Cette année, George W. Bush - fils du précédent, gouverneur du Texas et et frère de Jeb, gouverneur de Floride depuis 1998 - lorgne sur le vote hispanique pour l'emporter sur son rival Al Gore. A l'exception des réfugiés cubains, les Hispaniques - dont le nombre devrait dépasser dans les années à venir celui des Noirs - sont généralement de sensibilité démocrate. « W » Bush compte en particulier sur les Cubains de Miami, qu'il a courtisés depuis le début de l'affaire Elian en soutenant leur tactique visant à utiliser toutes les ficelles légales pour empêcher Juan Miguel Gonzalez de ramener son fils à Cuba.

Le vice-président Gore avait sans doute pensé trouver la parade et cru réaliser une bonne affaire électorale quand il a pris le parti des anticastristes et le contre-pied d'une administration à laquelle il appartient toujours. Un tel opportunisme se serait peut-être révélé payant il y a quelques années. Cette fois, son geste a été jugé par la plupart - y compris en Floride et chez les démocrates - pour ce qu'il était. Déjà considéré par beaucoup comme un candidat prêt à tout dire pour gagner des voix, il risque d'avoir à en payer le prix, et pas seulement en Floride, un Etat qu'il croit à sa portée ou du moins où il espère mener la vie dure à « W ». D'où ses explications embarrassées et le silence qu'il a gardé sur le sujet lors de sa visite sur place à la fin de la semaine dernière.

  LA BÉVUE D'AL GORE 

Les contacts qu'a eus Al Gore, quand il faisait partie des Jeunes démocrates, à Harvard, avec Jose Garcia-Pedrosa, devenu l'un des avocats du grand-oncle d'Elian, pourraient aussi expliquer sa bévue. Mais Al Gore a mal jugé une opinion qui, en dehors de Little Habana, est aux deux tiers favorable à ce qu'Elian rejoigne son père. Les républicains eux-mêmes, qui ne manquent pas une occasion de contrer la Maison Blanche, n'ont pas donné suite à l'agitation de leurs extrémistes, qui souhaitent que le Congrès accorde à Elian la nationalité américaine ou le droit de résidence. Steve Largent, un des représentants les plus conservateurs, a demandé que le respect de la famille, si cher à la droite américaine, soit aussi appliqué quand il s'agit d'un père cubain.

□ □ □

**EXERCICE:**
Pour chacun des énoncés ci-dessous, indiquez par oui ou par non s'il concorde avec l'extrait sur l'affaire Elian, puis citez textuellement les mots qui permettent de trancher.
1. Les réfugiés cubains font exception parmi les Hispaniques, généralement de sensibilité démocrate.
2. En dehors de Little Habana, l'opinion est à moitié favorable à ce qu'Elian rejoigne son père.
3. Jeb Bush est gouverneur de Floride depuis 1998.

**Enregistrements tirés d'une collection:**
□ □ □

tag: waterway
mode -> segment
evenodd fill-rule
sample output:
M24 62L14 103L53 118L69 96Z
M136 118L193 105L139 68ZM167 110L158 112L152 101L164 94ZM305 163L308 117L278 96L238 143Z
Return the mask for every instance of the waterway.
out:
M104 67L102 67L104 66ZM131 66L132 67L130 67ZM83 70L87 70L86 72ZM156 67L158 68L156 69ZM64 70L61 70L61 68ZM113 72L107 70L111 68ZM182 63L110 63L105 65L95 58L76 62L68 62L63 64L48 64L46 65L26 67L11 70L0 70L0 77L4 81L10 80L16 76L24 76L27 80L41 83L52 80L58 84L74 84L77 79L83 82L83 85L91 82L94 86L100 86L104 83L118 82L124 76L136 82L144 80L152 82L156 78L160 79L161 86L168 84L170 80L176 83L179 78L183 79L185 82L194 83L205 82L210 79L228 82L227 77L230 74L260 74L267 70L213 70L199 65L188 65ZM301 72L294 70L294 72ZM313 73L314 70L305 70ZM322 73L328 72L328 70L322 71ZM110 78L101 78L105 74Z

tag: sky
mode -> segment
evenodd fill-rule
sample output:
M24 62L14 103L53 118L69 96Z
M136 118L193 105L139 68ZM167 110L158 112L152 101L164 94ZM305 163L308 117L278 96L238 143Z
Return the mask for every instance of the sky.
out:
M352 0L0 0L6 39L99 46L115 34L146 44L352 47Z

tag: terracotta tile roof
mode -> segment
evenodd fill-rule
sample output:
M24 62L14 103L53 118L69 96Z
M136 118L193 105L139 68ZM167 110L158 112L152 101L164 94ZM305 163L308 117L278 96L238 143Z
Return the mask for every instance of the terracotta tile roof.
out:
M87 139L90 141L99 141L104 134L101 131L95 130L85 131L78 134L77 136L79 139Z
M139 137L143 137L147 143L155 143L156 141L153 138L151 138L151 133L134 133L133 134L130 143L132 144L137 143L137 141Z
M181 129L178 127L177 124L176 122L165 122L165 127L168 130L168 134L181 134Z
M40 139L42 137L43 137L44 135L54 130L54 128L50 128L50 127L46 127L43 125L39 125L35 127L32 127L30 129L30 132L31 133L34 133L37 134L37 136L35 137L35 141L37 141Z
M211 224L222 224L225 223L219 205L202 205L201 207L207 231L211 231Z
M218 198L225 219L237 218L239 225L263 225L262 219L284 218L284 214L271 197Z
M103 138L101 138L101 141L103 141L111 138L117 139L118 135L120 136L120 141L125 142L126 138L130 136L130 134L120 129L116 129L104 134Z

□ □ □

**RÉPONSE:**
1. Oui : « A l'exception des réfugiés cubains, les Hispaniques - dont le nombre devrait dépasser dans les années à venir celui des Noirs - sont généralement de sensibilité démocrate. »
2. Non : « en dehors de Little Habana, est aux deux tiers favorable à ce qu'Elian rejoigne son père »
3. Oui : « frère de Jeb, gouverneur de Floride depuis 1998 »